* [GIVEN TASK]: Output the stretch of the items that begins with the line containing "I'd love your assistance: please find the front windshield" and ends with the line containing "[[303, 338, 397, 348], [400, 332, 514, 344]]" as a numbered list, omitting any blank lines.

* [DATA SUPPLIED]:
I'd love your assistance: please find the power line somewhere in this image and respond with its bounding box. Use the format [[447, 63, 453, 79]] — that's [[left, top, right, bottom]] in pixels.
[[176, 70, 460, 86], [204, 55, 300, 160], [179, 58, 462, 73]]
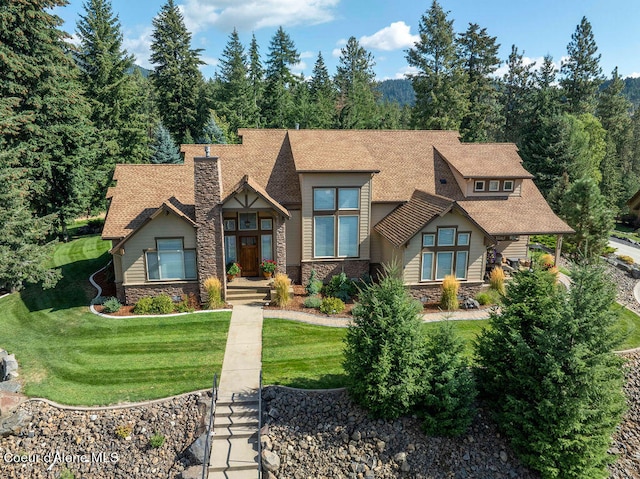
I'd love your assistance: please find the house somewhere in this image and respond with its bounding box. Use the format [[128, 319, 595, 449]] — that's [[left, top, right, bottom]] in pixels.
[[102, 129, 573, 304]]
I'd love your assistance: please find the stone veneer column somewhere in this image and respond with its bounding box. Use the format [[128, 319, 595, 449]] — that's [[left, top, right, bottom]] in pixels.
[[274, 215, 287, 274], [193, 157, 227, 303]]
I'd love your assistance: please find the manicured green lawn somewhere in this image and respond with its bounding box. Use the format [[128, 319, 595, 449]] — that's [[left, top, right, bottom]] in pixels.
[[0, 236, 230, 405]]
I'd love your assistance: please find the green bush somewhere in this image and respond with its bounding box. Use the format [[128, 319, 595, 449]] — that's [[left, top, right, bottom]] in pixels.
[[149, 433, 164, 449], [304, 269, 322, 296], [320, 296, 344, 314], [102, 297, 122, 313], [304, 295, 322, 309], [151, 294, 175, 314], [324, 272, 357, 303], [343, 266, 424, 418], [133, 296, 153, 314]]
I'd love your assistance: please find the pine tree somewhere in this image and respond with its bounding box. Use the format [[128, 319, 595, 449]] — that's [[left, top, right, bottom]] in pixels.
[[560, 177, 613, 258], [150, 124, 180, 164], [214, 28, 258, 132], [459, 23, 503, 142], [249, 34, 264, 128], [262, 27, 300, 128], [0, 0, 99, 237], [407, 0, 468, 130], [334, 37, 380, 129], [560, 17, 602, 114], [0, 167, 60, 291], [309, 52, 336, 128], [476, 266, 624, 479], [151, 0, 202, 143]]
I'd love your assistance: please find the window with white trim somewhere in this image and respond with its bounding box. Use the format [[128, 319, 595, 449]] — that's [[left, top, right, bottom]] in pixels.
[[313, 187, 360, 258], [145, 238, 197, 281], [420, 226, 471, 281]]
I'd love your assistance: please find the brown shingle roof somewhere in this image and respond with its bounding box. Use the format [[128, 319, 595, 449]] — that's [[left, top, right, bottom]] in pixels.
[[374, 190, 454, 247], [436, 143, 533, 178], [458, 180, 574, 236]]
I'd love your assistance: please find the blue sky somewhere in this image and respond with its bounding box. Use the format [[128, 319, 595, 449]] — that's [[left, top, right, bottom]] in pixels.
[[55, 0, 640, 80]]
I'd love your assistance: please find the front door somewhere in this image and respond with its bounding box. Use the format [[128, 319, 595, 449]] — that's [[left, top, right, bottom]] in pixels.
[[238, 236, 259, 276]]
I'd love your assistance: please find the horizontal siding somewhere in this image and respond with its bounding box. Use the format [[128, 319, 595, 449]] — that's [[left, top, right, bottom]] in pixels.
[[300, 173, 371, 260], [371, 203, 397, 263], [404, 212, 486, 284], [286, 210, 302, 266], [122, 214, 196, 285]]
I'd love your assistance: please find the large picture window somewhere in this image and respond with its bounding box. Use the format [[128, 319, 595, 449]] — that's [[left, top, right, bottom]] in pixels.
[[145, 238, 196, 281], [313, 188, 360, 258], [420, 226, 471, 281]]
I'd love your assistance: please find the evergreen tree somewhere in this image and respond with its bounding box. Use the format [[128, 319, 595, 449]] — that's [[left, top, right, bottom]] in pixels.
[[149, 123, 180, 164], [500, 45, 534, 145], [560, 17, 602, 115], [561, 177, 613, 258], [151, 0, 208, 143], [214, 28, 258, 132], [309, 52, 336, 128], [407, 0, 468, 130], [0, 167, 60, 291], [249, 34, 264, 128], [334, 37, 379, 129], [0, 0, 98, 237], [459, 23, 503, 142], [344, 268, 424, 418], [476, 266, 624, 479], [262, 27, 300, 128]]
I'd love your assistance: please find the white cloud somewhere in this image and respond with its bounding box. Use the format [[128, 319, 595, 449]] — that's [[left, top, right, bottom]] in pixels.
[[180, 0, 340, 33], [360, 21, 420, 51], [122, 27, 153, 69]]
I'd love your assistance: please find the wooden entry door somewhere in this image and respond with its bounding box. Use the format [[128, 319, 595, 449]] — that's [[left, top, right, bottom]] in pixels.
[[238, 236, 259, 276]]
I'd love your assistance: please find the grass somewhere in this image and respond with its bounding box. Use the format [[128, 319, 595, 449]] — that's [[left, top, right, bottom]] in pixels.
[[0, 236, 230, 405]]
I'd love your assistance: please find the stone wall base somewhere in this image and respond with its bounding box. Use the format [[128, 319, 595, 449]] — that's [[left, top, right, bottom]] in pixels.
[[121, 282, 200, 305], [301, 259, 369, 284], [409, 283, 486, 303]]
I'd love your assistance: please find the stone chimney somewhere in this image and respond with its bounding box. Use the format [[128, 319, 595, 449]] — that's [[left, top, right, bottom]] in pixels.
[[193, 156, 226, 303]]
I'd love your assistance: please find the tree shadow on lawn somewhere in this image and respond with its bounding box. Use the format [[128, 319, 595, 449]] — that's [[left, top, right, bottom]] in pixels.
[[20, 252, 109, 313]]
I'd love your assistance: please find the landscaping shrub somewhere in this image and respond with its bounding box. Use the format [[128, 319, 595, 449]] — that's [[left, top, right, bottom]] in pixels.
[[416, 321, 477, 436], [320, 296, 344, 314], [618, 254, 635, 264], [304, 269, 322, 296], [440, 274, 460, 311], [273, 273, 291, 307], [149, 433, 164, 449], [489, 266, 506, 296], [151, 294, 175, 314], [324, 272, 357, 303], [204, 276, 224, 309], [102, 297, 122, 313], [343, 266, 424, 418], [133, 296, 153, 314], [304, 295, 322, 309]]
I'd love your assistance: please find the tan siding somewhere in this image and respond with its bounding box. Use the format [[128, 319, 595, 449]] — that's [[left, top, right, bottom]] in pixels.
[[300, 173, 371, 260], [495, 236, 529, 258], [371, 203, 398, 263], [122, 214, 196, 285], [286, 210, 302, 266], [404, 212, 486, 284], [222, 191, 273, 210]]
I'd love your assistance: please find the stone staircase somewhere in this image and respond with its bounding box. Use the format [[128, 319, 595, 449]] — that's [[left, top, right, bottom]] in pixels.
[[208, 395, 259, 479]]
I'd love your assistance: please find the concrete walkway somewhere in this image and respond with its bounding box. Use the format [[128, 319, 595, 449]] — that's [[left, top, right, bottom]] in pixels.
[[209, 304, 262, 479]]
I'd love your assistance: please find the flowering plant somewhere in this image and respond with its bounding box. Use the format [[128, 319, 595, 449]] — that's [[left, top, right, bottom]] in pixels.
[[260, 259, 276, 273]]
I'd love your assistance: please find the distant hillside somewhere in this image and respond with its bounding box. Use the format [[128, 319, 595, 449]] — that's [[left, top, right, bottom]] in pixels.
[[378, 79, 416, 106]]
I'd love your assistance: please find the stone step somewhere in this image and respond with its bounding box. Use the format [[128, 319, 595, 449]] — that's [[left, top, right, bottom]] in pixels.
[[209, 435, 258, 477]]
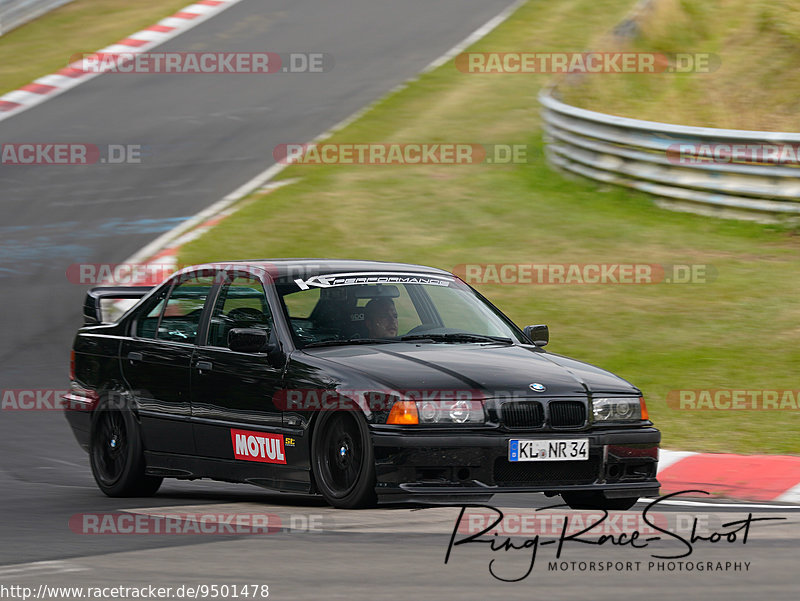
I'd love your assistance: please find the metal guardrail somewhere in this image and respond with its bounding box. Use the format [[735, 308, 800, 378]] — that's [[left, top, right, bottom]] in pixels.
[[0, 0, 73, 35], [539, 89, 800, 223]]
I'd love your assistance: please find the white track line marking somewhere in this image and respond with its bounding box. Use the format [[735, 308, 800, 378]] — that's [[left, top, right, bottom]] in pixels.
[[658, 449, 697, 472], [775, 484, 800, 503], [0, 561, 88, 578]]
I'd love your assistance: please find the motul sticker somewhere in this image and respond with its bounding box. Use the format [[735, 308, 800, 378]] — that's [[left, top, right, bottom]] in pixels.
[[231, 428, 286, 463]]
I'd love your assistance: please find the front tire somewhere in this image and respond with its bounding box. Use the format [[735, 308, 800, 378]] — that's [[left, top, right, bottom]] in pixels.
[[311, 410, 378, 509], [561, 492, 639, 511], [89, 399, 163, 497]]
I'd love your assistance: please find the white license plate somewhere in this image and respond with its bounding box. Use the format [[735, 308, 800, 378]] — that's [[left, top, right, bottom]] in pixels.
[[508, 438, 589, 461]]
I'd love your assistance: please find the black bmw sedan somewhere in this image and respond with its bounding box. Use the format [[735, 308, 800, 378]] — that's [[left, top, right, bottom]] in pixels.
[[65, 259, 660, 509]]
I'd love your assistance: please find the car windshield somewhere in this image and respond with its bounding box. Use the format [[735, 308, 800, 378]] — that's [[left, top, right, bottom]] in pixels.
[[276, 274, 524, 348]]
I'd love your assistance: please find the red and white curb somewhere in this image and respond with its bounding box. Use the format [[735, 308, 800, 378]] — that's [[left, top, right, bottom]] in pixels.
[[0, 0, 242, 121], [658, 450, 800, 503]]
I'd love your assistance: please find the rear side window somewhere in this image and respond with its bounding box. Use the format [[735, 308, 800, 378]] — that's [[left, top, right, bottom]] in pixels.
[[208, 275, 272, 348], [142, 274, 214, 344], [136, 292, 166, 338]]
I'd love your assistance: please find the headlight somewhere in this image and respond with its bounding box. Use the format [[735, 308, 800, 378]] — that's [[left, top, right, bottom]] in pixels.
[[592, 398, 647, 423], [386, 400, 486, 425]]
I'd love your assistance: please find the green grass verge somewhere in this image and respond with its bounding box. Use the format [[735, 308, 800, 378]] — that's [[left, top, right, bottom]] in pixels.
[[0, 0, 191, 94], [179, 0, 800, 453], [561, 0, 800, 132]]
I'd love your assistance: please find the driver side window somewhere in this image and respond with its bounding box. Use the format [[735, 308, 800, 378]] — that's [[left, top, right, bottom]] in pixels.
[[208, 275, 272, 348], [157, 274, 214, 344]]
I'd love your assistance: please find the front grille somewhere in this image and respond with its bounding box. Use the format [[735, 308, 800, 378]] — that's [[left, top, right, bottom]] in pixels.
[[547, 401, 586, 428], [502, 401, 544, 428], [494, 457, 600, 485]]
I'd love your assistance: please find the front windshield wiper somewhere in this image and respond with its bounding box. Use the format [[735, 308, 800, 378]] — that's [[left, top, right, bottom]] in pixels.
[[303, 338, 397, 348], [400, 332, 514, 344]]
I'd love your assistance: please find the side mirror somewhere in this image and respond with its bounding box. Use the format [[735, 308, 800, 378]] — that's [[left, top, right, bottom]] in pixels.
[[524, 324, 550, 346], [228, 328, 267, 353]]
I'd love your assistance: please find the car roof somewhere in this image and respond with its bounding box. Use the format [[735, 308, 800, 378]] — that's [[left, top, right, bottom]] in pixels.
[[181, 259, 452, 279]]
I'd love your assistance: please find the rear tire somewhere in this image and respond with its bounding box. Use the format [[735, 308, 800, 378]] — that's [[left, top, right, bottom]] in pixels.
[[561, 492, 639, 511], [89, 399, 163, 497], [311, 410, 378, 509]]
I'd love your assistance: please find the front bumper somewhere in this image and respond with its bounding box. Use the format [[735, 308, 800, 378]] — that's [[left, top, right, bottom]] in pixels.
[[372, 427, 661, 500]]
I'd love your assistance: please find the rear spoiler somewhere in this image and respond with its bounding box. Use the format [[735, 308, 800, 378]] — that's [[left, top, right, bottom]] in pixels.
[[83, 286, 155, 326]]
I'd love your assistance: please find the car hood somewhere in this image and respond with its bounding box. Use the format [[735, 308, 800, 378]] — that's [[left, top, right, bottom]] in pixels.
[[306, 343, 640, 398]]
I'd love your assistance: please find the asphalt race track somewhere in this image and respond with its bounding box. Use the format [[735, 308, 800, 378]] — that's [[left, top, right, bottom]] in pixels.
[[0, 0, 800, 601]]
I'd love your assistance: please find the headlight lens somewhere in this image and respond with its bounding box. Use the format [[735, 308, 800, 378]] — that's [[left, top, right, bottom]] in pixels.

* [IN RESPONSE]:
1. I'd love your assistance: please find the front windshield wiper somewhere in this image and respond with its bounding box. Use the format [[735, 308, 800, 378]] — that's [[left, top, right, bottom]] in pixels.
2. [[303, 338, 397, 348], [400, 332, 514, 344]]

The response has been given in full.